▶ [Task requirements]:
Print the lines of the material below verbatim, starting at the line that contains "[indicate] the orange" and ending with the final line of the material.

▶ [Excerpted data]:
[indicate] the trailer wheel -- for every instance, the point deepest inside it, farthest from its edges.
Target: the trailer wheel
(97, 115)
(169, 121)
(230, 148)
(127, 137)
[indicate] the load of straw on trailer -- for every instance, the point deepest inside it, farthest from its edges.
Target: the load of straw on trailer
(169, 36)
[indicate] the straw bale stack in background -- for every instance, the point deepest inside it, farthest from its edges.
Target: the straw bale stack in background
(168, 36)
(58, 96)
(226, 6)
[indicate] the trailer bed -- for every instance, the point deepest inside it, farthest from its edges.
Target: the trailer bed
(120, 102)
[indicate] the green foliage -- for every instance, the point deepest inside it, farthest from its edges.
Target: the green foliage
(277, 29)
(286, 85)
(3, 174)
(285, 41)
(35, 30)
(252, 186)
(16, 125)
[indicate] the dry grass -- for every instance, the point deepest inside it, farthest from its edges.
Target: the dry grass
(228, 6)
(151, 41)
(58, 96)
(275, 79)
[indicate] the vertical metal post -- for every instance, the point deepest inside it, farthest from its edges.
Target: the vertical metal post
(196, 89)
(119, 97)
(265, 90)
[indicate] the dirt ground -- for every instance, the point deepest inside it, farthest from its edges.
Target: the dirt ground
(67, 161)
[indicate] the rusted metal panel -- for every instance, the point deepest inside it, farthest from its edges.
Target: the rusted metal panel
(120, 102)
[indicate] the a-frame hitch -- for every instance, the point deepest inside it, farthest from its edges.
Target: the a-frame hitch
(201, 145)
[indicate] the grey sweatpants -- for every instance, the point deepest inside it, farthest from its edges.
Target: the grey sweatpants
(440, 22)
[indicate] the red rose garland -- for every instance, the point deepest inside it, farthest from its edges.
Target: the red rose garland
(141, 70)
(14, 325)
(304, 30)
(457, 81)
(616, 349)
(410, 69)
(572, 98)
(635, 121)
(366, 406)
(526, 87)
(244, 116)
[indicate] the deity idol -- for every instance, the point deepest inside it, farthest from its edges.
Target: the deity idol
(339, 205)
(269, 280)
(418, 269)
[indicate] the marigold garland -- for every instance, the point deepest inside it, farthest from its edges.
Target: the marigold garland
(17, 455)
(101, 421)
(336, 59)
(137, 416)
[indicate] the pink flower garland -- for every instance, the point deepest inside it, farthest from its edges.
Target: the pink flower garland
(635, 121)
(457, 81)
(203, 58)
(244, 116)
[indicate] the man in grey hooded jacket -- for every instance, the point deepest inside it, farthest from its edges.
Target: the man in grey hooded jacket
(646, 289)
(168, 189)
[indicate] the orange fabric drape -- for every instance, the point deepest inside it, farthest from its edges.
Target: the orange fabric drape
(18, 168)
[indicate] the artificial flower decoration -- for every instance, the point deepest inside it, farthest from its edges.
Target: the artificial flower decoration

▶ [Solution below]:
[indicate] the orange fabric drape -- for every instance, the point deepest inside it, farthest from its edges.
Target: the orange fabric drape
(18, 168)
[indicate] the artificial flower decoration -- for every instance, the point deepest inside it, farthest from its edges.
Target: the artificial flower decoration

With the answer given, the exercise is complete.